== DOCUMENT EXCERPT ==
An earlier version of this article appears in educational Horizons Summer 2006
©2006 Edward G. Rozycki, Ed. D.
Salagadoola mechicka boola bibbidibobbidiboo
.
It'll do magic believe it or not, bibbidibobbidiboo.
 J. Livingston (Cinderella)
RETURN
edited 3/23/09
Too Quick to Judge?
Hardly dragging a foot, the American Public has rushed to embrace the vision of No Child Left Behind; presumably, because no one wants any child left behind. "Left behind what?" says the cynic. "Stop quibbling!" we admonish. "Being left behind is no joking matter" (Remember poor little McCaulay Culkin left behind by his family in the 1990 movie Home Alone? It shouldn't happen to anyone, let alone a child left alone.)
Similarly heartwarming as "NCLB" has been the mantra, All Children Can Learn, although other skeptics raise questions as to what it is they might be able to learn and under what conditions.[1] So essential to effective teaching has ACCL been recognized to be, that some school boards in this Land of the Free require  as a precondition of satisfactory evaluation  public avowal by teachers of this inspiring formula!
All well and good for NCLB and ACCL. But a knowing wink crinkles the crowsfeet when Garrison Keillor's confection, "Every Child Above Average," is brought up for discussion. Everyone knows that not every child  not even in Lake Wobegon  can be above average. But do they really? Might it not be possible to make every child above average?
I propose, in the space of this very short essay, to demonstrate how ECAA can be accomplished. That is, I will show how every child can be brought to being "above average."
Test Yourself
I have constructed a series of simple problems to help the reader begin to understand how the Lake Wobegon Effect might be achieved. In April 2006, these four simple problems were posed in a survey to 30 graduate students in different occupations, both corporate and educational. You will be able to compare your answers with theirs.[2]
Problem A  the best grade package
Consider the following situations:
a. ten out of ten students in a class get a 75 on their math exam;
b. one student in a class of ten gets a 100, the other nine get a 75; and finally,
c. one student in a class of ten gets a 20, the other nine get a 75.
Which is the best situation? Which is the worst.
If you are like the great majority of the thirty people I recently gave the survey to then you found b to be the best situation and c to be the worst.
Problem B  above or below the class average
Now, consider these situations:
a. ten out of ten students in a class get the class average grade on their math exam;
b. nine students out of ten are below the class average; and finally,
c. nine students out of ten are above the class average.
Which is the best situation? Which is the worst?
Now, for these situations, if you are like the great majority of the thirty people I surveyed, then you found b to be the worst situation and c to be the best.
A Perplexing Situation
These are very strange results for Problems A and B. They are selfcontradictory. The situations a, b and c can be the same in problems A and B, yet they are described by those surveyed as polar opposites. Consider chart 1.

situation a 
situation b 
situation c 
Class scores 
75

100

75

Class average 
75 
77.5 
70.5 
# of students above or below average 
0 
9 below 
9 above 
chart 1
Survey results for Problem A indicate situation b to be the best; situation c, the worst.
===
== DATASET EXTRACT ==
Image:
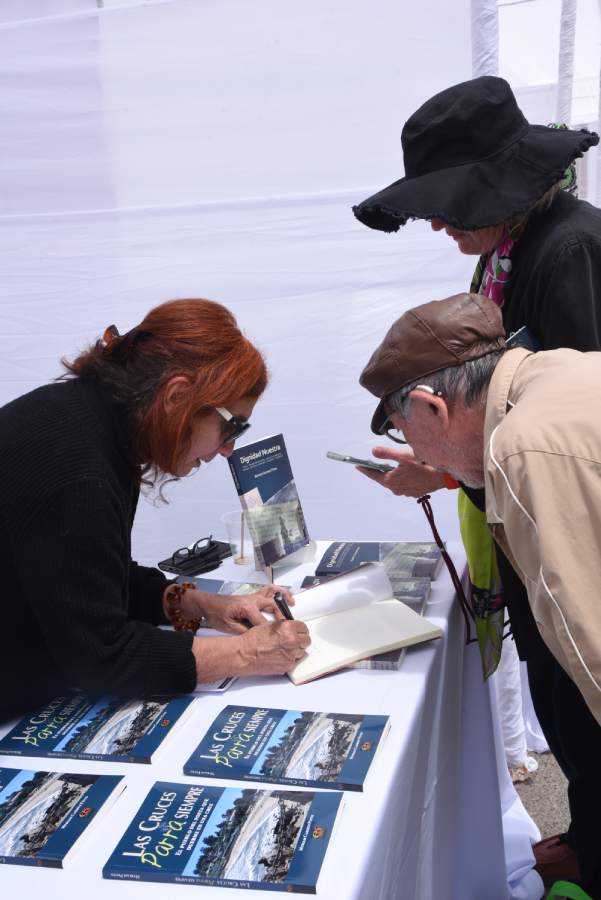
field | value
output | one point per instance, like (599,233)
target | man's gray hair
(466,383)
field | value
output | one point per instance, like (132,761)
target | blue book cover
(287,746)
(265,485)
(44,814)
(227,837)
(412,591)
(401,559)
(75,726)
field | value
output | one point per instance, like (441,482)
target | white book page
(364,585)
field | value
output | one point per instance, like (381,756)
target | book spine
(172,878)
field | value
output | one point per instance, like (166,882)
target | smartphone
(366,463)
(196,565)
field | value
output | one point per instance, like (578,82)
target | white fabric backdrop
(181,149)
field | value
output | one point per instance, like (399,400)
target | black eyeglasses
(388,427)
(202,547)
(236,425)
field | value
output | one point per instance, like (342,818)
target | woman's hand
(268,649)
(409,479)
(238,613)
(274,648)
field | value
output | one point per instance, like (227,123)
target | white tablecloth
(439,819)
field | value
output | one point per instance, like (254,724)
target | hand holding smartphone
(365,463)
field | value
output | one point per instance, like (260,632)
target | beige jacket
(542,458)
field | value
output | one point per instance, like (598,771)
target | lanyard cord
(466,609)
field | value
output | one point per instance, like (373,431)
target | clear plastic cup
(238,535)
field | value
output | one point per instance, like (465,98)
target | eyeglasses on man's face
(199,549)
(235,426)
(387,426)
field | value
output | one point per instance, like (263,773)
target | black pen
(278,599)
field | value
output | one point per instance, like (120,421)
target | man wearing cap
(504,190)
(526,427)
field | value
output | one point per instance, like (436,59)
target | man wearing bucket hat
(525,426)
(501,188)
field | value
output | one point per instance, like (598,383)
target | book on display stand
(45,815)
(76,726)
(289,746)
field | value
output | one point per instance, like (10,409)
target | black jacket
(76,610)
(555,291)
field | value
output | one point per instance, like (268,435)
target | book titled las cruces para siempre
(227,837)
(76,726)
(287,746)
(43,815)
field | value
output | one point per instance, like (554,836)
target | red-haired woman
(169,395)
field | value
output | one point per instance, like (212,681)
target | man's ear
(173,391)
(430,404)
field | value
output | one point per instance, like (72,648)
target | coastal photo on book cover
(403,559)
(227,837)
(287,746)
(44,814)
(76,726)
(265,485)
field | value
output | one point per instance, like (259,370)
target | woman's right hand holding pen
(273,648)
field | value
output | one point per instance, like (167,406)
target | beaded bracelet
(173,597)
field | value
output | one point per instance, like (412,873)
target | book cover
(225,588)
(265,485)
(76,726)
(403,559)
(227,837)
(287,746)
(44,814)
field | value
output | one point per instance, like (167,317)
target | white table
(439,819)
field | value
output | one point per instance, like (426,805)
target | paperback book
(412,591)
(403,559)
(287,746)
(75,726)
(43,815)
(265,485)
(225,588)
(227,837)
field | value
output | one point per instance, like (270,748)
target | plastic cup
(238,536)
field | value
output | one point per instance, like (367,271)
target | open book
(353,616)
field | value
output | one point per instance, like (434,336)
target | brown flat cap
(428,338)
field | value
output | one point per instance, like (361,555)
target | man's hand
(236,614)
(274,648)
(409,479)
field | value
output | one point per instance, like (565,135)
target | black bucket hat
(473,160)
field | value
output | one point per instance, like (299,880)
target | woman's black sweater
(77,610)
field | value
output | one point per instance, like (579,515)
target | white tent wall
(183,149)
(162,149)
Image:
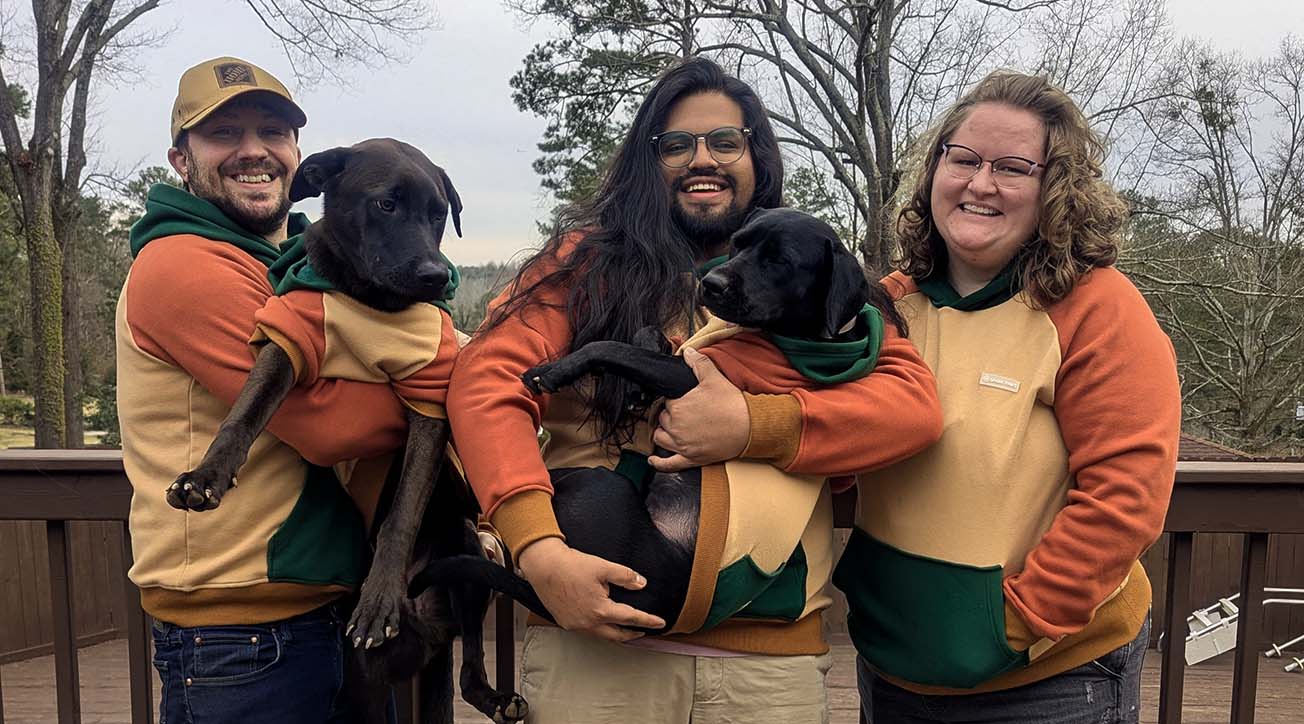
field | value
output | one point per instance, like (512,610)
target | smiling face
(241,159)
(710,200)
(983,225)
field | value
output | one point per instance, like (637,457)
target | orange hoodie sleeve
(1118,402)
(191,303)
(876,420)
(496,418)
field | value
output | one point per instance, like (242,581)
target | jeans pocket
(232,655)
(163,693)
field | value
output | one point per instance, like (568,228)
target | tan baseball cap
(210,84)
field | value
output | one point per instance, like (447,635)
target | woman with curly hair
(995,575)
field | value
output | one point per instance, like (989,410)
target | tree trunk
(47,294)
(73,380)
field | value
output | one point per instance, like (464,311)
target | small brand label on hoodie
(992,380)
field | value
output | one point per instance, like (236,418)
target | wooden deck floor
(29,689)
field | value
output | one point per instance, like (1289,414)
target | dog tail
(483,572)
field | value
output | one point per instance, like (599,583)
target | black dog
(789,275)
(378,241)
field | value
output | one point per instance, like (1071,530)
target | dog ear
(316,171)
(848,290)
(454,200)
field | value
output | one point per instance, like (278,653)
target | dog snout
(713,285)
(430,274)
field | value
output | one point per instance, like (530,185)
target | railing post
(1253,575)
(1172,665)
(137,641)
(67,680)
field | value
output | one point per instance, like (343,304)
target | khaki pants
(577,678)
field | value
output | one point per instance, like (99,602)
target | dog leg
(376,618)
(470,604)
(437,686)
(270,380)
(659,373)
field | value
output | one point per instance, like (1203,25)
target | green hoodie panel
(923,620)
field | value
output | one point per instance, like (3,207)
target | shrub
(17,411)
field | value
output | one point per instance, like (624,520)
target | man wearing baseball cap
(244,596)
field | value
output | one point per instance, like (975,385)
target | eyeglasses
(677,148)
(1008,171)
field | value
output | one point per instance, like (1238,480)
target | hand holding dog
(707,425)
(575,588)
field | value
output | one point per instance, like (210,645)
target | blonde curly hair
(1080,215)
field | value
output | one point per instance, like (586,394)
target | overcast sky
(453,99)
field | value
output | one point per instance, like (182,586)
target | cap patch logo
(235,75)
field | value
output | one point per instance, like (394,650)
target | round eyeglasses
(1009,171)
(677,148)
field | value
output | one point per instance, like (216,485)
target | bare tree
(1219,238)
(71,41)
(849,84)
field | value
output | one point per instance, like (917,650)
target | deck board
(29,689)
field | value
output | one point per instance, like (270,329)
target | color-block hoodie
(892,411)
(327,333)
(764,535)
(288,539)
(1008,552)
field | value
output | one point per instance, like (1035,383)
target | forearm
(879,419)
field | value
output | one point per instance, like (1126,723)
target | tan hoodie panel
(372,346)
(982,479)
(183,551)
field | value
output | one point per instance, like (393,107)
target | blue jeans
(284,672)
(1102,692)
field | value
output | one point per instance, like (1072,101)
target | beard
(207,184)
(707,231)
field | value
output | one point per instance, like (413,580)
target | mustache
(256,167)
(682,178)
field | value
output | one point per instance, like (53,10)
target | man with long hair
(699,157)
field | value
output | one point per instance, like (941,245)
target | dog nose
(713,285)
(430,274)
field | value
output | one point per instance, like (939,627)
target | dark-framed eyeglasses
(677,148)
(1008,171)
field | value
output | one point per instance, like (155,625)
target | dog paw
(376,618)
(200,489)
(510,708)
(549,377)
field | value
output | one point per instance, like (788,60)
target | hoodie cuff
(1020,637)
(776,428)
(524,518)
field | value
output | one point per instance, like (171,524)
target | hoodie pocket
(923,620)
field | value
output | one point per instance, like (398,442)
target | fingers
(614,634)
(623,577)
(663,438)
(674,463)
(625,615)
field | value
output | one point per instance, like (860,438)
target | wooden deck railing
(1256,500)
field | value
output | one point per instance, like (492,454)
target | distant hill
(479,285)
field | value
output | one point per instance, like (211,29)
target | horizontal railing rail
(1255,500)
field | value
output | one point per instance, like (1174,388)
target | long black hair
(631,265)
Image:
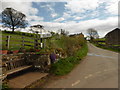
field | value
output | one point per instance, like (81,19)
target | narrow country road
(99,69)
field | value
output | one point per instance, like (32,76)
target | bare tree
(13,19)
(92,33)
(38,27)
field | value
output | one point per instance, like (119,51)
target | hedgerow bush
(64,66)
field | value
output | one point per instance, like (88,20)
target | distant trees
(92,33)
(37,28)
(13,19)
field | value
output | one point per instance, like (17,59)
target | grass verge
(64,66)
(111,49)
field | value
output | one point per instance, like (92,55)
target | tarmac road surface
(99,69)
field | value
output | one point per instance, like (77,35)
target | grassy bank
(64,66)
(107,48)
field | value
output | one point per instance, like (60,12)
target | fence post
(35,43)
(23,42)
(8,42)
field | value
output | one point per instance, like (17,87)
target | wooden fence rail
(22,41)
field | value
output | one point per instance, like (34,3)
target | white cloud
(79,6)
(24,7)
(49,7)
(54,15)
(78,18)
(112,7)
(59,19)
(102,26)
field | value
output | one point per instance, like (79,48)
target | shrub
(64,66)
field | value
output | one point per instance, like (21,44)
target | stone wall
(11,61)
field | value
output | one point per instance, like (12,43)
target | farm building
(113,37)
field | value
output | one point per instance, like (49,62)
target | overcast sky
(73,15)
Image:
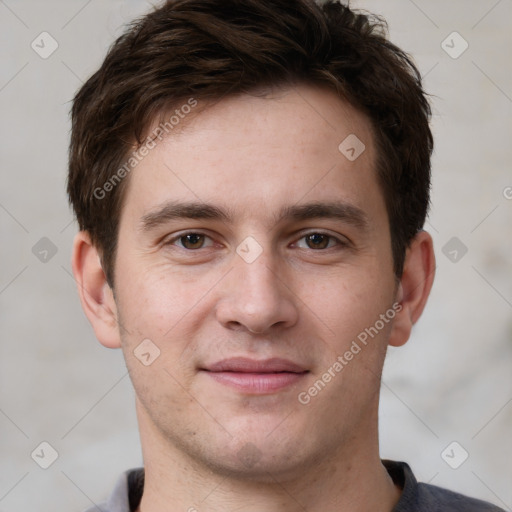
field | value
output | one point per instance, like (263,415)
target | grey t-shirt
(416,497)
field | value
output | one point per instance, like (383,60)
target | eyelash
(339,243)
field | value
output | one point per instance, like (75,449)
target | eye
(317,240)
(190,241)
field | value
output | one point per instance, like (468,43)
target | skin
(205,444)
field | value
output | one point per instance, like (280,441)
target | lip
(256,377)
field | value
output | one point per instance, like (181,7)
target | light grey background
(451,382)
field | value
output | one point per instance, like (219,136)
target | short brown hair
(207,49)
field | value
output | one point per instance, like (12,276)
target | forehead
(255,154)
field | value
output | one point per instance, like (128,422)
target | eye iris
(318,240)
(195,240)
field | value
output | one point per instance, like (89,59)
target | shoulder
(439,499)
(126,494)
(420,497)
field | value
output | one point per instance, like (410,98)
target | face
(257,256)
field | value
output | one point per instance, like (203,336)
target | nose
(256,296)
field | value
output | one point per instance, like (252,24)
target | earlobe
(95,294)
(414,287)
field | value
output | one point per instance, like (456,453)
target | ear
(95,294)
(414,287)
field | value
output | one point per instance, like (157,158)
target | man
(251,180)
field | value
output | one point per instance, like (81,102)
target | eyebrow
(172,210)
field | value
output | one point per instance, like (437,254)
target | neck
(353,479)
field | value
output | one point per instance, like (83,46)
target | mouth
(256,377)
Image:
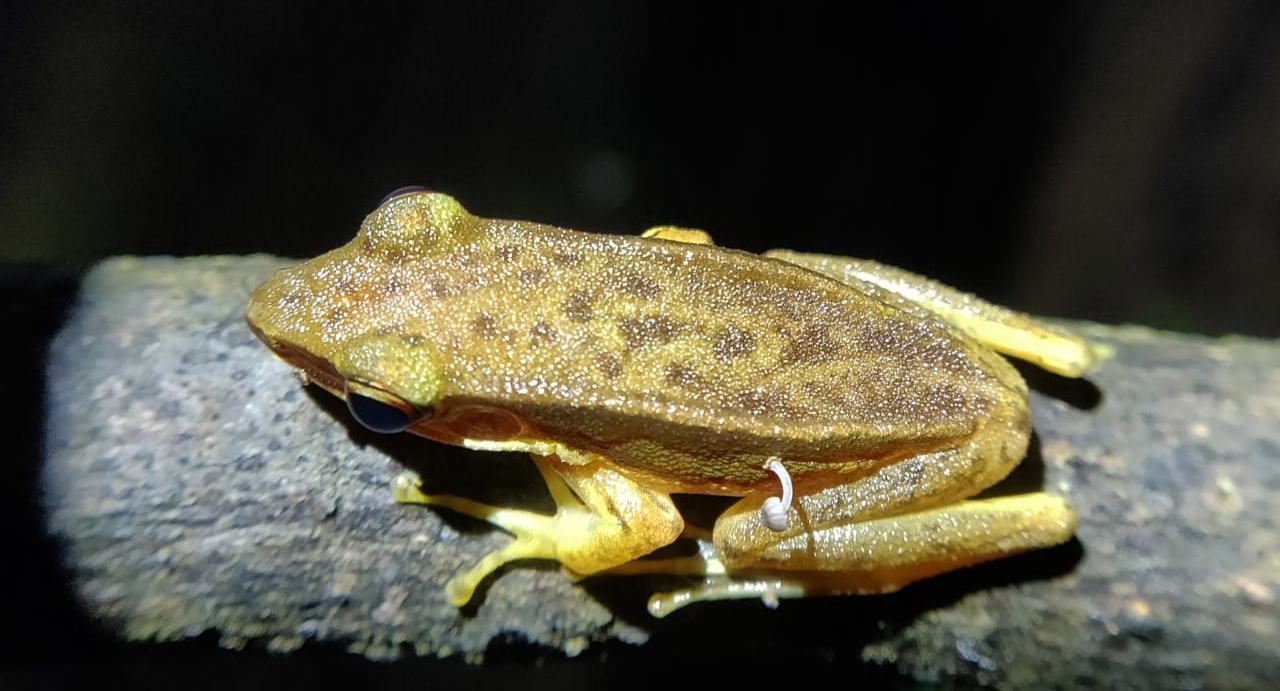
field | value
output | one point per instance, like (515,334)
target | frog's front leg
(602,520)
===
EXERCISE PROMPT: Quote the Lake Wobegon essay between "Which is the best situation? Which is the worst." and "be the worst.", inclusive.

WRITTEN ANSWER:
Which is the best situation? Which is the worst.
If you are like the great majority of the thirty people I recently gave the survey to then you found b to be the best situation and c to be the worst.